Direction
Count the lines of the material below that contain the string "tree", treating uppercase and lowercase letters as different. Give only the number.

Record extracts
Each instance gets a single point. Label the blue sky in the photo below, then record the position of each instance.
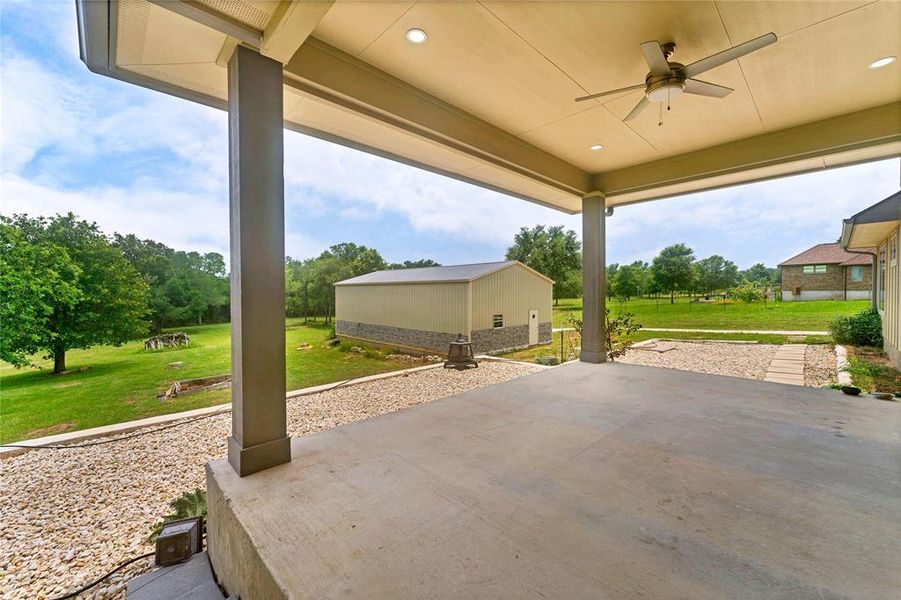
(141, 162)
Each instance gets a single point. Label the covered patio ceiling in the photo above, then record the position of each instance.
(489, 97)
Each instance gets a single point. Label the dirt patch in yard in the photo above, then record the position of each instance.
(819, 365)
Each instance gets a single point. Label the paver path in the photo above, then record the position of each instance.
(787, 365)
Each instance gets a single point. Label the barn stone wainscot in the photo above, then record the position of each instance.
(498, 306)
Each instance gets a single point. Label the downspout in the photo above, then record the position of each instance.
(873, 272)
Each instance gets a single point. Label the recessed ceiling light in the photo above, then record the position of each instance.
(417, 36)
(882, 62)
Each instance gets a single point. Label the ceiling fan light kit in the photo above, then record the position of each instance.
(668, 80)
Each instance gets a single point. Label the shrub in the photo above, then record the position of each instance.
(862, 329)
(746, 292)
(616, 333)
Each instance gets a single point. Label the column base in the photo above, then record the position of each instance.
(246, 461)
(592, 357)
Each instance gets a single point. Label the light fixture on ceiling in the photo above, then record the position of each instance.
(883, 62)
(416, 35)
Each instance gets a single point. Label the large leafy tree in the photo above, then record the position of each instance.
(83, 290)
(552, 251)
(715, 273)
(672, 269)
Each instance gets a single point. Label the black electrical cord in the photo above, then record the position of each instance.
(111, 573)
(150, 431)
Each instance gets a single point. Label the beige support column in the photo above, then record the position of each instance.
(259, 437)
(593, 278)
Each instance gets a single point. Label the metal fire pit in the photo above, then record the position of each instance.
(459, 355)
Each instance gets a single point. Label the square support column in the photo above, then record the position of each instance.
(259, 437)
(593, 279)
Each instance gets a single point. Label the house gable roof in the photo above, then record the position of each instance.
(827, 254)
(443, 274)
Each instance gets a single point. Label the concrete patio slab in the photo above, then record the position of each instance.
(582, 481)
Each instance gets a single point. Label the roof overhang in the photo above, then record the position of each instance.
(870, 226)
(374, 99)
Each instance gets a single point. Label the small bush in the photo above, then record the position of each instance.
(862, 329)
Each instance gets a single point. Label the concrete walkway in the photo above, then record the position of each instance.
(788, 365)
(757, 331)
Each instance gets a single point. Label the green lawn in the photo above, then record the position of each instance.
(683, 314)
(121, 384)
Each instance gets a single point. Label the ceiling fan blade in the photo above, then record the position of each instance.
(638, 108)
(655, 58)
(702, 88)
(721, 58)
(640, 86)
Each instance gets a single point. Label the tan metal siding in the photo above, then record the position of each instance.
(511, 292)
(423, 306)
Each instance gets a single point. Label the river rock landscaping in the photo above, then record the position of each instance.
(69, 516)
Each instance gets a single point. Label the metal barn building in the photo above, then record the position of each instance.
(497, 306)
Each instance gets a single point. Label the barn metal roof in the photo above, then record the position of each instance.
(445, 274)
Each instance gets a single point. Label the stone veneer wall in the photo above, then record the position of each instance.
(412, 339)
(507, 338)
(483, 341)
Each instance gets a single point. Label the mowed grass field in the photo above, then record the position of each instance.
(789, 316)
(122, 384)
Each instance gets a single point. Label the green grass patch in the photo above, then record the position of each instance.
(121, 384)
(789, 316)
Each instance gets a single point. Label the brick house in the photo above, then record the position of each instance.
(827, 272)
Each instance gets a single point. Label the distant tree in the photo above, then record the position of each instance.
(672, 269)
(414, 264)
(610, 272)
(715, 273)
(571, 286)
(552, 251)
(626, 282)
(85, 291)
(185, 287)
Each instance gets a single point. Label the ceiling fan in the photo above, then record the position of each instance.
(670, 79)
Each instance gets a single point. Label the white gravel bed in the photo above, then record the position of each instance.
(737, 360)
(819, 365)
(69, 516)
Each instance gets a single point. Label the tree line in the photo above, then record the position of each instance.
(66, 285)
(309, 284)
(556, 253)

...

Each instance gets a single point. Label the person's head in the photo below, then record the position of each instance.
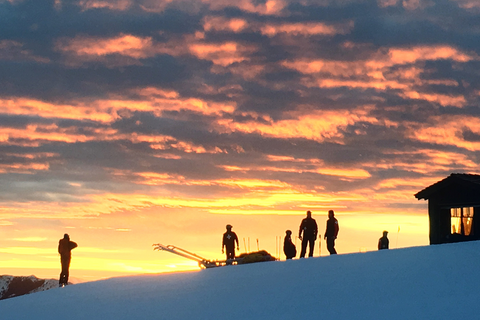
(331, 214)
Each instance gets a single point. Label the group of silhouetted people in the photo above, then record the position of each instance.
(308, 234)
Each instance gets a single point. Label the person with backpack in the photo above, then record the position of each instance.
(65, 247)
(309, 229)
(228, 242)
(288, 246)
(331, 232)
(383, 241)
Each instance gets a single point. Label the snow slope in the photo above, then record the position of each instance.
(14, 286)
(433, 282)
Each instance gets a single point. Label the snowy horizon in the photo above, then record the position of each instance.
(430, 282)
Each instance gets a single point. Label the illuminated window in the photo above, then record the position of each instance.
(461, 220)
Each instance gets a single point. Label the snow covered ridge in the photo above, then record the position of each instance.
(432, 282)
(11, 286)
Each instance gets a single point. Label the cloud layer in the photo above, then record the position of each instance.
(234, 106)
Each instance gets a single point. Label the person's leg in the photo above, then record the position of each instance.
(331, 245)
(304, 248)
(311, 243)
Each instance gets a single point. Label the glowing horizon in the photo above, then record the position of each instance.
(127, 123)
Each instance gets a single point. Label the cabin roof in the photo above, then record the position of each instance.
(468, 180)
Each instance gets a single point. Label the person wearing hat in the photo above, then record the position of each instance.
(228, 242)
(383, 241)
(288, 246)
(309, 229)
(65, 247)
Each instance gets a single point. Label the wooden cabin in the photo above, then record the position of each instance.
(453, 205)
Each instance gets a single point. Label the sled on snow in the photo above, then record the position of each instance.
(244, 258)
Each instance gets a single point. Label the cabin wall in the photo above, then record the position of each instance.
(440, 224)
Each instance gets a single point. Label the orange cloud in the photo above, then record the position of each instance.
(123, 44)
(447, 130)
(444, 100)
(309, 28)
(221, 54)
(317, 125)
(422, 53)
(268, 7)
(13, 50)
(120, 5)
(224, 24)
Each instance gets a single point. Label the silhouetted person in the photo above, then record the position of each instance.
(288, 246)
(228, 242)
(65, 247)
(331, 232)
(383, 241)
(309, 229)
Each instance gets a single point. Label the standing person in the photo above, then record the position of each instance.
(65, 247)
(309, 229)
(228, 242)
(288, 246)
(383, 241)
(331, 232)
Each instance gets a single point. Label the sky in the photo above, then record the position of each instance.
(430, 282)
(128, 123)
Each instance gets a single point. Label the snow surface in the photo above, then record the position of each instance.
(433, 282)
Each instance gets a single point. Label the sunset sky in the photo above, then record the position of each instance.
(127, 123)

Output of the exercise
3